How many of the lines below contain the string "hammer"? Reply with the number only.

========

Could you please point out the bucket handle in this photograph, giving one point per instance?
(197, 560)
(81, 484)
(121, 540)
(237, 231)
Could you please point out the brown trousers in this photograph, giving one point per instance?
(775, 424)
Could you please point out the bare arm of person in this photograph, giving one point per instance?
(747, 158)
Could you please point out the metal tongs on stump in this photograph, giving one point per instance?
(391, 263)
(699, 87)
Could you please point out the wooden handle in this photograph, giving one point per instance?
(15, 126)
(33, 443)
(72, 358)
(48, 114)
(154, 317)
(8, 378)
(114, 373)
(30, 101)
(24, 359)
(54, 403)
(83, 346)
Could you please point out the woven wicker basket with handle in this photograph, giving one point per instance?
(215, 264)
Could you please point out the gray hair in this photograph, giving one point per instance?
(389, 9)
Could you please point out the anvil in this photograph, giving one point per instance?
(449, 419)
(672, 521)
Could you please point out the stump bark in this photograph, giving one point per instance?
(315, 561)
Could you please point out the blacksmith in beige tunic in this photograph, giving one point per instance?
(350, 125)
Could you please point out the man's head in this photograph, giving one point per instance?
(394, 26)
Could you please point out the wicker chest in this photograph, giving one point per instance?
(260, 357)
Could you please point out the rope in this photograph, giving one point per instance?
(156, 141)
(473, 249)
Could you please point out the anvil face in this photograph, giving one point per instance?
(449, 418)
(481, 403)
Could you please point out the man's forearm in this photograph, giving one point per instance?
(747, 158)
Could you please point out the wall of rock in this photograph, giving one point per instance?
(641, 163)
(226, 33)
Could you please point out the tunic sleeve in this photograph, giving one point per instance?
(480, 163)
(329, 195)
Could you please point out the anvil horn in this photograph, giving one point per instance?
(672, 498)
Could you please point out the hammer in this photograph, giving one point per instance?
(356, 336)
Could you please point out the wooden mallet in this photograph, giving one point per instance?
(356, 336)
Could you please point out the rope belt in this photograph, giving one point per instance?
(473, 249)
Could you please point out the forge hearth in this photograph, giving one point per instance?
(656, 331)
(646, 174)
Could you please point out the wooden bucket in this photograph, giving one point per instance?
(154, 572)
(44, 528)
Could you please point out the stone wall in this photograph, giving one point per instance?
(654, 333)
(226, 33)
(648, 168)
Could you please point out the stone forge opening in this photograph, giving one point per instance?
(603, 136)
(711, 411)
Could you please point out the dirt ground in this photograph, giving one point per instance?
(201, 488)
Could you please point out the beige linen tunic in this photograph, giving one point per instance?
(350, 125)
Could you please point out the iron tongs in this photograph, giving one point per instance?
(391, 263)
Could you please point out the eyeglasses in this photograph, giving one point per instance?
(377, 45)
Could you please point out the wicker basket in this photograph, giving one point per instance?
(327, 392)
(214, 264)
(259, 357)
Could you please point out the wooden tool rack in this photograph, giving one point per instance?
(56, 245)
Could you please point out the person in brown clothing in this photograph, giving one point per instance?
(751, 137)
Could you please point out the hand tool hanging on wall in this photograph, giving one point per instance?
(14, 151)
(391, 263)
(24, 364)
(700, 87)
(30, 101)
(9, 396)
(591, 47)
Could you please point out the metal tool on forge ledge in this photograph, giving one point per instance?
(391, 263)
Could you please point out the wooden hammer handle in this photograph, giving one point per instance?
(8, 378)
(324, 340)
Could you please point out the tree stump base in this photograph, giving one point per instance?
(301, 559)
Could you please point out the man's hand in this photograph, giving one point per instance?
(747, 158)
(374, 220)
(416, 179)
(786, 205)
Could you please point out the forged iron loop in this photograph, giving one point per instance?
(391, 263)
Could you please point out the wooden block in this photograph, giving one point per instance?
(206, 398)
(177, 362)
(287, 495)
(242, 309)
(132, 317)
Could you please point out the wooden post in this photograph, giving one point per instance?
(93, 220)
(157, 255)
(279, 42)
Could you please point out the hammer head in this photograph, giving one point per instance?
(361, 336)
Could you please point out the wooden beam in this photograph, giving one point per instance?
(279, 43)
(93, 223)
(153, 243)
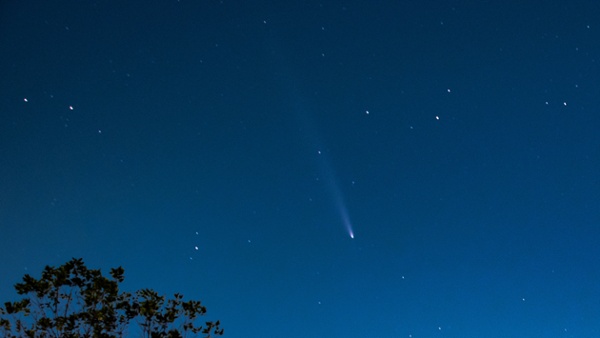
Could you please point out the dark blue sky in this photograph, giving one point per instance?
(225, 149)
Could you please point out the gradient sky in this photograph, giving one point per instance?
(224, 150)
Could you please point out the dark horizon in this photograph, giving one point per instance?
(312, 169)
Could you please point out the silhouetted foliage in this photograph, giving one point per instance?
(73, 301)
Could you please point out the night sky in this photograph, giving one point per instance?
(312, 169)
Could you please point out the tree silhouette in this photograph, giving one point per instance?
(73, 301)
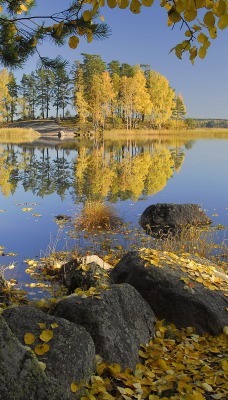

========

**Completed task:**
3